THE INPUT Start Marker

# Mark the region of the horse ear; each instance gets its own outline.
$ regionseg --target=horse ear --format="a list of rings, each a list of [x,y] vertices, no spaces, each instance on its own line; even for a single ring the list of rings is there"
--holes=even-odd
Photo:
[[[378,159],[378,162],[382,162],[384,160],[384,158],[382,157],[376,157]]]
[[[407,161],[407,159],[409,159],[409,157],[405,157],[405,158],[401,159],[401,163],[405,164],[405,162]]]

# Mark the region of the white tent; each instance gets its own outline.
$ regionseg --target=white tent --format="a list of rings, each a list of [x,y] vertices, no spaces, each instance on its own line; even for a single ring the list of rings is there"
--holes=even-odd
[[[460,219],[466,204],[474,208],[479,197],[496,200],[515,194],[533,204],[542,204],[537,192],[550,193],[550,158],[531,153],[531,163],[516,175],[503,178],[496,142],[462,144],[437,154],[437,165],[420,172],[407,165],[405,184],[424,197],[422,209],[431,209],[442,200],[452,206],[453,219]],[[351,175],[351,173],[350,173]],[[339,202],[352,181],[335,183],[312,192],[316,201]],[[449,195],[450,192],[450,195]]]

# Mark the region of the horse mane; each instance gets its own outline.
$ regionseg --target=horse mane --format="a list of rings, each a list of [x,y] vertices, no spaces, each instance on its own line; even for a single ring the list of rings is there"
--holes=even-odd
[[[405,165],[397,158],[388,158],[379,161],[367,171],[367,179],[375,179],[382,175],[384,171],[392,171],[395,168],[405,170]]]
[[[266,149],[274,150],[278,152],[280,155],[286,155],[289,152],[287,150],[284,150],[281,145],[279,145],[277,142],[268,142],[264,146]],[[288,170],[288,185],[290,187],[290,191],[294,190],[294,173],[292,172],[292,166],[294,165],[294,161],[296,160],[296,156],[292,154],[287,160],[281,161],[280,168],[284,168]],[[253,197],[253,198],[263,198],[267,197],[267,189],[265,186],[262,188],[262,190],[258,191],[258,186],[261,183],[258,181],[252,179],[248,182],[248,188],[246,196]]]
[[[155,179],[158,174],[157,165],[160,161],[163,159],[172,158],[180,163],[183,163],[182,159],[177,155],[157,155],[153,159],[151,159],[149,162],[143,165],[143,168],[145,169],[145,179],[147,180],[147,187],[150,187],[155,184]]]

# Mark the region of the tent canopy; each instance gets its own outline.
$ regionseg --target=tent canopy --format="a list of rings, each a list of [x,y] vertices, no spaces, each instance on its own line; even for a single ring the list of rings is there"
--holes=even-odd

THE INPUT End Marker

__ABOUT THIS TASK__. Reproduce the listing above in full, word for word.

__EXPECTED ANSWER__.
# Mark the region of the horse ear; each instance gets its own outline.
$ regionseg --target=horse ear --format="a list of rings, each a list of [x,y] vertices, no spaces, each instance on its own line; even for a single ring the list of rings is there"
--holes=even-odd
Photo:
[[[378,159],[378,162],[382,162],[384,160],[384,158],[382,157],[376,157]]]
[[[407,161],[407,159],[409,159],[409,157],[405,157],[405,158],[401,159],[401,163],[405,164],[405,162]]]

# Mark the region of the white tent; each instance gets its own outline.
$ regionseg --target=white tent --format="a list of rings, each a list of [x,y] vertices, no spaces, each instance on its own line; even for a single ring the list of rings is there"
--holes=even-odd
[[[460,219],[466,204],[474,208],[479,197],[496,200],[515,194],[533,204],[542,204],[537,192],[550,193],[550,158],[531,153],[531,163],[516,175],[503,178],[496,142],[462,144],[437,154],[437,165],[420,172],[407,165],[405,184],[424,197],[422,209],[431,209],[442,200],[452,206],[453,219]],[[351,175],[351,173],[350,173]],[[339,202],[352,181],[335,183],[312,192],[316,201]],[[449,195],[450,192],[450,195]]]

# Mark the region of the horse mane; each instance gets its own outline.
$ regionseg --target=horse mane --format="a list of rings, each a list of [x,y] vertices, no spaces, each instance on its own line; even for a single ring the list of rings is there"
--holes=even-odd
[[[405,165],[397,158],[388,158],[379,161],[367,171],[367,179],[375,179],[382,175],[384,171],[392,171],[395,168],[405,170]]]
[[[266,149],[274,150],[278,152],[280,155],[286,155],[289,152],[287,150],[284,150],[281,145],[279,145],[277,142],[268,142],[264,146]],[[288,170],[288,185],[290,187],[290,191],[294,190],[294,173],[292,172],[292,166],[294,165],[294,161],[296,160],[296,156],[292,154],[287,160],[281,161],[280,168],[284,168]],[[253,197],[253,198],[263,198],[267,197],[267,189],[265,186],[262,188],[262,190],[258,191],[258,186],[261,183],[258,181],[252,179],[248,182],[248,188],[246,196]]]
[[[155,179],[158,174],[157,165],[160,161],[163,159],[172,158],[180,163],[183,163],[182,159],[177,155],[157,155],[153,159],[151,159],[149,162],[143,165],[143,168],[145,169],[145,179],[147,180],[147,187],[150,187],[155,184]]]

# Mark the region of the tent canopy; each instance gets its own outline.
$ regionseg --target=tent canopy --format="a list of rings, each a list of [x,y] vertices, no spaces, each instance on its own line; even for a single ring the list of rings is there"
--holes=even-odd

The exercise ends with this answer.